Activity: For each line in the data below that has the word "white", copy that line.
===
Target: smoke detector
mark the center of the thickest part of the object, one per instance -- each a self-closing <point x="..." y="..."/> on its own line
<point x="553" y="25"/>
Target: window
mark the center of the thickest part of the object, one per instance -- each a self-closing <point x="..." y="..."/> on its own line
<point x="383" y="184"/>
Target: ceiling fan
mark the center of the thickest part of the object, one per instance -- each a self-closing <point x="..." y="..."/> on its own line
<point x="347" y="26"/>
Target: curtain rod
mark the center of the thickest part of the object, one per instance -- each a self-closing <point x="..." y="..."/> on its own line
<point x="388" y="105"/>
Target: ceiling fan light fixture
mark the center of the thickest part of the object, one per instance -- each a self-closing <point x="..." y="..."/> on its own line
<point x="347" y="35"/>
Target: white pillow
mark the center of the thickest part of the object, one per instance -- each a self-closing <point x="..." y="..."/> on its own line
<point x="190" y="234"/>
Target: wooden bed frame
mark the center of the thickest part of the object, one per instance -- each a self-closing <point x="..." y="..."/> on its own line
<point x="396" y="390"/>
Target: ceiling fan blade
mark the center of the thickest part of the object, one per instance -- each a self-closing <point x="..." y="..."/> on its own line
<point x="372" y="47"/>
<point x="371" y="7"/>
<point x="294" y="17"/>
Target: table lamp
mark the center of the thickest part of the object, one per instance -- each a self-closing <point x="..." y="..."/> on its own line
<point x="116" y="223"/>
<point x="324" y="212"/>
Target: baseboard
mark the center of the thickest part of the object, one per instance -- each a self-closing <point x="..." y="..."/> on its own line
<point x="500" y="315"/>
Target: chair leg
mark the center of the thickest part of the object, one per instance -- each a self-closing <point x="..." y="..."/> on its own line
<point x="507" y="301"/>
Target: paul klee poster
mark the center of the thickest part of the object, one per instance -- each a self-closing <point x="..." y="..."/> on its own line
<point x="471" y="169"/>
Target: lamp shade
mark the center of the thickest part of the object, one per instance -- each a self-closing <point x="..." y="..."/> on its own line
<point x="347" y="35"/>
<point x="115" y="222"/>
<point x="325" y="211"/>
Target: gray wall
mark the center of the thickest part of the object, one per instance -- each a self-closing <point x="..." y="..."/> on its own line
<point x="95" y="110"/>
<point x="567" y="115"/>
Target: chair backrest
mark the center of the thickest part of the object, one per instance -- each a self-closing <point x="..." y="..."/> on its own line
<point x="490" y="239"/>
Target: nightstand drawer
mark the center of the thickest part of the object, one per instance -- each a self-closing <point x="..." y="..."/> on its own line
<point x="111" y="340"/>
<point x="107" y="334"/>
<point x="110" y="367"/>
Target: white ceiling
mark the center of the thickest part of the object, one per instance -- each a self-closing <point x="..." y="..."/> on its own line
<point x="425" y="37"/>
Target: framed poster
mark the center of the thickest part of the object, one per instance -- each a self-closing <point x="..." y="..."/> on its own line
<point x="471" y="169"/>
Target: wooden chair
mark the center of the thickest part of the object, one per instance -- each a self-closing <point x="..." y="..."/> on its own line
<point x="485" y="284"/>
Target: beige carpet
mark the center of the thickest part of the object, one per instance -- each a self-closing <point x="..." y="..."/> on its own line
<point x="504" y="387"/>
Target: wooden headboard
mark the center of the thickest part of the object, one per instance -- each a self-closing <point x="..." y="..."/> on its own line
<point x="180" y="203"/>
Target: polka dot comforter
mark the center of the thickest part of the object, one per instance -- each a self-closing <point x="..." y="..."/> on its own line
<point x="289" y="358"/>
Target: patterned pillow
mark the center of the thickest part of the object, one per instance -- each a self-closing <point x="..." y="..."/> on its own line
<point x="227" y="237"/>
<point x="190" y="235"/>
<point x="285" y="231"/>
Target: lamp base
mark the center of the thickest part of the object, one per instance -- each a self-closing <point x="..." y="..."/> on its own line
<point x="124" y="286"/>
===
Result for this exercise:
Target: white pillow
Target: white ceiling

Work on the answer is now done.